Task to complete
Write out the records again exactly. Nothing should be dropped.

Saved data entries
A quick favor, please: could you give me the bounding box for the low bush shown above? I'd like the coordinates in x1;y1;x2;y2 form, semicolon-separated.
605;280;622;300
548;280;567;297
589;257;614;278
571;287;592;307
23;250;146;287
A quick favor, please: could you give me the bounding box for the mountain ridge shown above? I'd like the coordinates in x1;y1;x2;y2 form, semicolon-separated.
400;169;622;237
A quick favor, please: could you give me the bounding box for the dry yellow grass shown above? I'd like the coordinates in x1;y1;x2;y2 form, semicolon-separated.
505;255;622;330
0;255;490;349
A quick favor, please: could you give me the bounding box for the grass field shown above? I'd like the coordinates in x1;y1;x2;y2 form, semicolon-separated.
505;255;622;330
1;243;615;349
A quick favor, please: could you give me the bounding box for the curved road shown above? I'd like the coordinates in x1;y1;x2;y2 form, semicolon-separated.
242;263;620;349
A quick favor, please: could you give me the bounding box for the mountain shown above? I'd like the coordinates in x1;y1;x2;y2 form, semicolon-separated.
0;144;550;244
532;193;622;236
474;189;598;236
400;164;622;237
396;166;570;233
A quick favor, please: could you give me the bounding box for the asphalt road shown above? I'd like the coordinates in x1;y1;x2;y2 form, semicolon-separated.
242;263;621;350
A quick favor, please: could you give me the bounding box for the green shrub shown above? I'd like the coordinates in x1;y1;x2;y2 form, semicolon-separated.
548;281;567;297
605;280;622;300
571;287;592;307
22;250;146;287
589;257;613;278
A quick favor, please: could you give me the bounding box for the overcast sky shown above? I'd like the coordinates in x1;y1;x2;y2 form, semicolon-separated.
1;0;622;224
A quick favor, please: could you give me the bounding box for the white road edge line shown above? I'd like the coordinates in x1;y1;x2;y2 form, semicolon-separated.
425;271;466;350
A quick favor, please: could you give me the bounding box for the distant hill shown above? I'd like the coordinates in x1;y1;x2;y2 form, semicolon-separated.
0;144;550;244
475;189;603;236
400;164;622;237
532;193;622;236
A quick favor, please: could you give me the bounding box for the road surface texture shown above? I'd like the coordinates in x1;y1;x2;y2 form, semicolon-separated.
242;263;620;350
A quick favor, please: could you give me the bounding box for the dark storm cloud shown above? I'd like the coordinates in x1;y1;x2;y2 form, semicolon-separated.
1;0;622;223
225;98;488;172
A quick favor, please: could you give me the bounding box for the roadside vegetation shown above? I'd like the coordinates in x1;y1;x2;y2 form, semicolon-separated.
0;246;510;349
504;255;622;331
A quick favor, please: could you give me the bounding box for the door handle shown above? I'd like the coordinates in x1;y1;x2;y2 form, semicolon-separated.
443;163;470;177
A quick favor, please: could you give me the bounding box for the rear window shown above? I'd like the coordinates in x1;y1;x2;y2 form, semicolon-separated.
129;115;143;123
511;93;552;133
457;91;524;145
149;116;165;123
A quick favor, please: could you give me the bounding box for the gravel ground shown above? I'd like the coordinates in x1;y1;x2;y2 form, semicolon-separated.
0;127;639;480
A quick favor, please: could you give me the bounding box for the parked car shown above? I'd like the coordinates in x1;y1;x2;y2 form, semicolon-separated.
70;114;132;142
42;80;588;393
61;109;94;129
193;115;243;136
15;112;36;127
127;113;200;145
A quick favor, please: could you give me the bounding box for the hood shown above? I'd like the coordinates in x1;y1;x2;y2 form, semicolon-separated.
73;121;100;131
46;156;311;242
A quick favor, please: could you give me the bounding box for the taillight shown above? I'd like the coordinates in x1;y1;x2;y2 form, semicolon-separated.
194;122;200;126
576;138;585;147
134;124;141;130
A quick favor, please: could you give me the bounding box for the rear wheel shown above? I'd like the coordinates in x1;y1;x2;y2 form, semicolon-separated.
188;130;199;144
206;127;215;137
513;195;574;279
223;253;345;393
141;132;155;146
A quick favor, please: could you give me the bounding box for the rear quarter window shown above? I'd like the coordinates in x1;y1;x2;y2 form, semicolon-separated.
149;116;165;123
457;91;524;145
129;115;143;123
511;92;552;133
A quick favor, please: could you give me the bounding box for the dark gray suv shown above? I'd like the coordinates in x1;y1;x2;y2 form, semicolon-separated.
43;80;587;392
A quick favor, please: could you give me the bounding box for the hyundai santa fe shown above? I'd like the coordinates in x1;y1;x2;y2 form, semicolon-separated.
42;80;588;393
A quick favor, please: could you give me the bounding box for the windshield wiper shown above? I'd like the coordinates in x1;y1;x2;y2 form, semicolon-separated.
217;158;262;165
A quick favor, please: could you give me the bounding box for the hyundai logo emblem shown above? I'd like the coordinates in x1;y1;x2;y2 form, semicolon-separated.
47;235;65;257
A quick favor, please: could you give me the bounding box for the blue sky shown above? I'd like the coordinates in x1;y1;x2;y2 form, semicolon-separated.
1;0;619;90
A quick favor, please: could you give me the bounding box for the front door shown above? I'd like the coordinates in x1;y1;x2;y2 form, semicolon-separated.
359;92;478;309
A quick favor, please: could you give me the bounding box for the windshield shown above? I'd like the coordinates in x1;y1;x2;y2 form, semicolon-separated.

Task solution
A quick favor, please: could you give me the bounding box for the low bush shown above? I'd like the coordinates in x1;y1;x2;y2 form, semicolon-separated.
605;280;622;300
548;280;567;297
589;257;614;278
571;287;592;307
23;250;146;287
A quick favor, please: could you give me the bounding box for the mountain ridge shown above? I'd like the coordinates in x1;y1;x2;y2 form, semicolon-separated.
400;169;622;237
A quick favor, please: could you give me the bounding box for the dry yellow grass shown above? I'd like the coordinates in x1;y1;x2;y2 form, semicolon-separated.
505;255;622;330
0;255;490;349
A quick favor, please: could you give me the bounding box for the grass field shown above? I'd like the coordinates in x1;y1;x2;y2 form, semicolon-separated.
505;255;622;330
1;243;615;349
A quick favor, please: could you give me the bounding box for the curved road shown above? I'd like the coordinates in x1;y1;x2;y2 form, semicolon-separated.
242;263;620;349
A quick favor, please: could you give me the bounding box for the mountain shown above? I'd like the coordinates in x1;y1;x2;y2 form, semicolon-separated.
0;144;550;244
532;193;622;236
474;189;598;236
400;164;622;237
396;166;570;233
A quick favor, please: could you give me the bounding box for the asphalt road shown above? I'd like the coordinates in x1;y1;x2;y2 form, semicolon-separated.
242;263;621;350
A quick favor, please: could you give me the bounding box for the green shrub shown above? I'd like the coordinates in x1;y1;x2;y2 form, semicolon-separated.
548;281;567;297
605;280;622;300
571;287;592;307
22;250;146;287
589;257;613;278
A quick favor, please: could you give me the bounding box for the overcast sky shown above? I'd like the coordinates in x1;y1;x2;y2 form, semicolon-separated.
1;0;622;224
A quick favor, please: could you give me the bounding box for the white road edge line shown above? I'd like the coordinates in x1;y1;x2;y2 form, semicolon-separated.
425;271;466;350
A quick favor, please: could you give me the bounding box for the distant hill shown above? I'd like the coordinates in x1;y1;x2;y2 form, semicolon-separated.
0;144;550;244
475;189;603;236
400;164;622;237
532;193;622;236
A quick favor, please: could you give me the bounding box for the road surface texture shown above? I'd like the coordinates in x1;y1;x2;y2 form, semicolon-separated.
242;263;620;350
A quick favor, please: could you give me the bounding box for the dark storm cloud shown above? I'd like the coordinates in x1;y1;x2;y2 form, semicolon-separated.
1;0;622;223
225;98;488;172
A quick favor, please: could you give me the bounding box for the roadside vegetation shown above? I'd like the coordinates in x1;y1;x2;y2 form, semicolon-separated.
0;246;510;349
504;255;622;331
A quick favor, please: could you give me the bounding box for the door handle shown above? I'd like the coordinates in x1;y1;x2;y2 form, semicolon-separated.
443;163;470;177
A quick favor, please: could you give me the bounding box for the rear window shown above? I'd like the coordinates in x1;y1;x2;y2 form, semicolon-separated.
129;115;143;123
511;93;552;133
457;91;524;145
149;116;165;123
A quick favor, please: could you give me the bounding box for the gravel ground shown above? I'd like the coordinates in x1;y1;x2;y2 form, semicolon-separated.
0;127;639;480
A quick favor, please: could you give me the bounding box for the parked car shown above? I'd like the coordinates in x1;y1;x2;y2 form, semicolon-separated.
70;114;132;142
42;80;588;393
61;109;94;129
193;115;243;136
15;112;36;127
127;113;200;145
A quick favor, please: could you give me the bounding box for the hood shown above? I'd like the coordinates in x1;y1;x2;y2 form, semicolon-separated.
73;121;100;131
46;156;311;242
A quick favor, please: could you give me the bounding box for the taillight shown above? I'd like the coordinates in x1;y1;x2;y2 form, semicolon-separated.
194;122;200;126
576;138;585;147
134;124;141;130
A quick favor, please: could you give me the bounding box for the rear wheel shown above? I'd like the coordinates in x1;y1;x2;y2 form, semicolon-separated.
188;130;199;144
206;127;215;137
513;195;574;279
223;253;345;393
141;132;155;146
A quick favor, please: could you give me the bounding box for the rear quarter window shown above? I'd like the coordinates in x1;y1;x2;y2 form, semicolon-separated.
149;116;165;123
457;91;524;145
129;115;143;123
511;92;552;133
A quick favor, please: could you give me the bounding box for the dark gray suv shown above? I'd like the coordinates in x1;y1;x2;y2 form, semicolon-separated.
43;80;587;392
A quick favor, please: could you give me the bounding box for the hyundai santa fe shown above? I'd like the coordinates in x1;y1;x2;y2 form, semicolon-separated.
42;80;588;393
A quick favor, please: could you give me the bounding box for the windshield wiper shown above? I'd like the coordinates in x1;y1;x2;y2 form, semicolon-separated.
217;158;262;165
A quick favor, please: could you give me the bounding box for the hyundai logo emblem shown above? I'd like the coordinates in x1;y1;x2;y2 form, semicolon-separated.
47;235;65;257
A quick favor, please: could you give me the bounding box for the blue sky shown above? I'd like the coordinates in x1;y1;x2;y2 form, semicolon-separated.
1;0;619;90
A quick favor, please: could you give me the bounding box for the front door shown above? I'd like the coordinates in x1;y1;x2;y2 form, semicolon-separated.
359;92;478;309
A quick favor, please: could you give me the bounding box for the windshield shown above? I'd like the coordinates in x1;y1;x2;y2 form, semicolon-separated.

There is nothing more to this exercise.